TASK: Rewrite every line of the listing below as a numbered list, skipping blank lines and leaving the pictures out.

EXTRACTED DATA:
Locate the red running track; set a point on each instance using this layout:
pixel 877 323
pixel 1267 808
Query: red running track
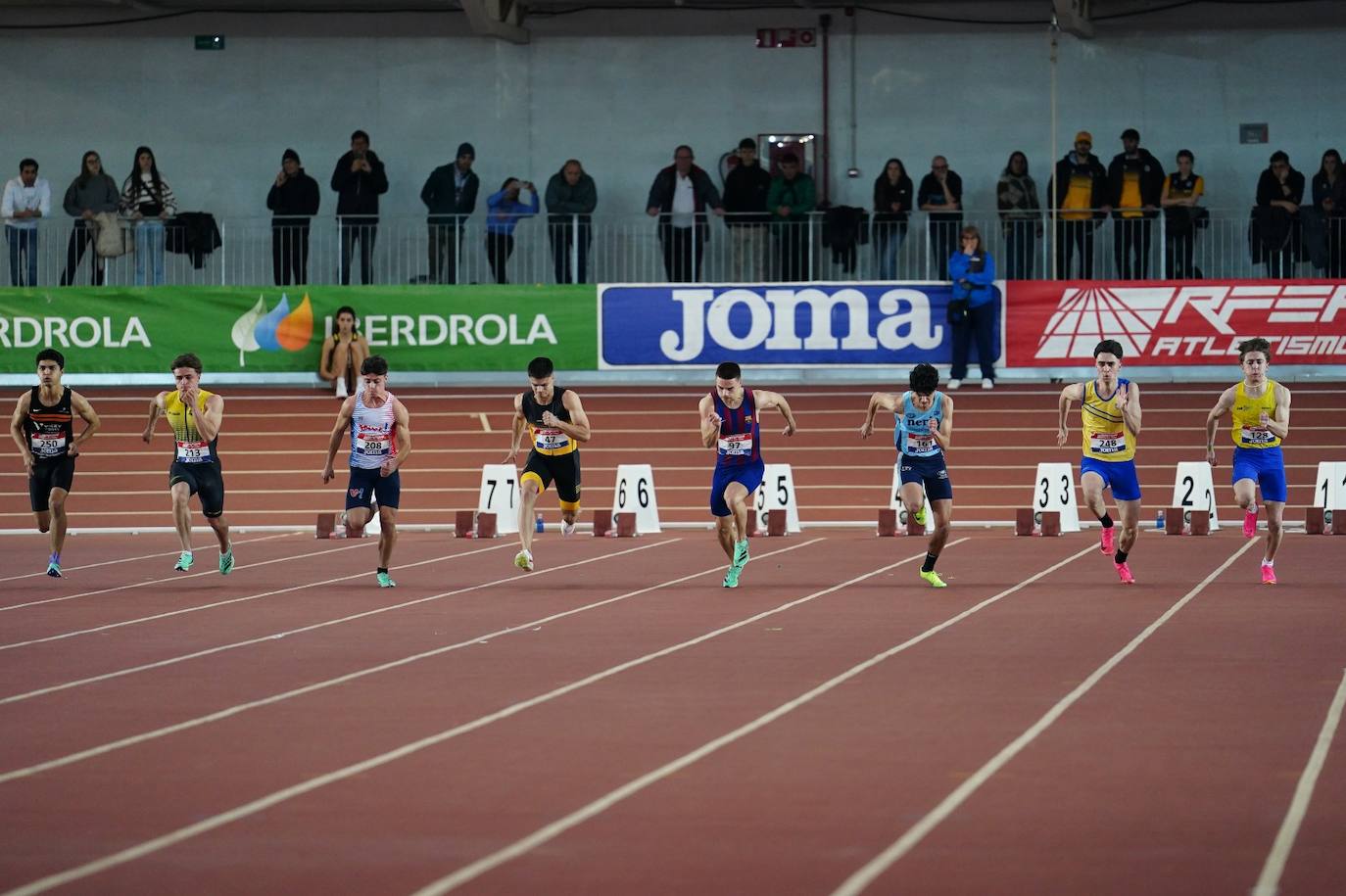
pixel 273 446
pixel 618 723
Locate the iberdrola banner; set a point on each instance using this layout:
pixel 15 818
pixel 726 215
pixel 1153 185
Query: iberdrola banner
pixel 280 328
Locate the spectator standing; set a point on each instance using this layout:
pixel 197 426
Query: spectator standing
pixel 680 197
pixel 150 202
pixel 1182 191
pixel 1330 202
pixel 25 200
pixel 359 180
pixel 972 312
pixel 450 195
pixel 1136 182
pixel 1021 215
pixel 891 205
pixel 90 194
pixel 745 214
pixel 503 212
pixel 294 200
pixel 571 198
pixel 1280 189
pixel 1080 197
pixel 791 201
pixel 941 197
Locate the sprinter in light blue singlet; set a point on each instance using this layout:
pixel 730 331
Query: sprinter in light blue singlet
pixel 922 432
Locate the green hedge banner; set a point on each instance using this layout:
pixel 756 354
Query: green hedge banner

OUTPUT FOR THIS EXERCISE:
1. Locate the red running track; set a point on each instance using this layout:
2. pixel 877 323
3. pixel 1267 808
4. Query: red running track
5. pixel 273 446
6. pixel 618 723
7. Locate the iberdrola banner; set a point on each instance using this layout:
8. pixel 15 818
9. pixel 726 215
10. pixel 1153 185
11. Query: iberdrola banner
12. pixel 280 328
13. Locate the spectator standing; set a point on each instance using this layout:
14. pixel 197 426
15. Query: spectator standing
16. pixel 680 197
17. pixel 150 202
18. pixel 1182 191
19. pixel 1330 202
20. pixel 25 200
21. pixel 359 180
22. pixel 972 312
23. pixel 450 195
24. pixel 1136 182
25. pixel 1021 215
26. pixel 891 205
27. pixel 90 194
28. pixel 745 214
29. pixel 503 212
30. pixel 294 200
31. pixel 571 198
32. pixel 1280 189
33. pixel 1080 197
34. pixel 791 201
35. pixel 941 197
36. Locate the sprinter in light blue singlet; set a point on each instance using this layout:
37. pixel 730 331
38. Query: sprinter in light blue singlet
39. pixel 922 432
40. Locate the green hedge banner; set a point on each instance using this layout:
41. pixel 756 354
42. Query: green hedge banner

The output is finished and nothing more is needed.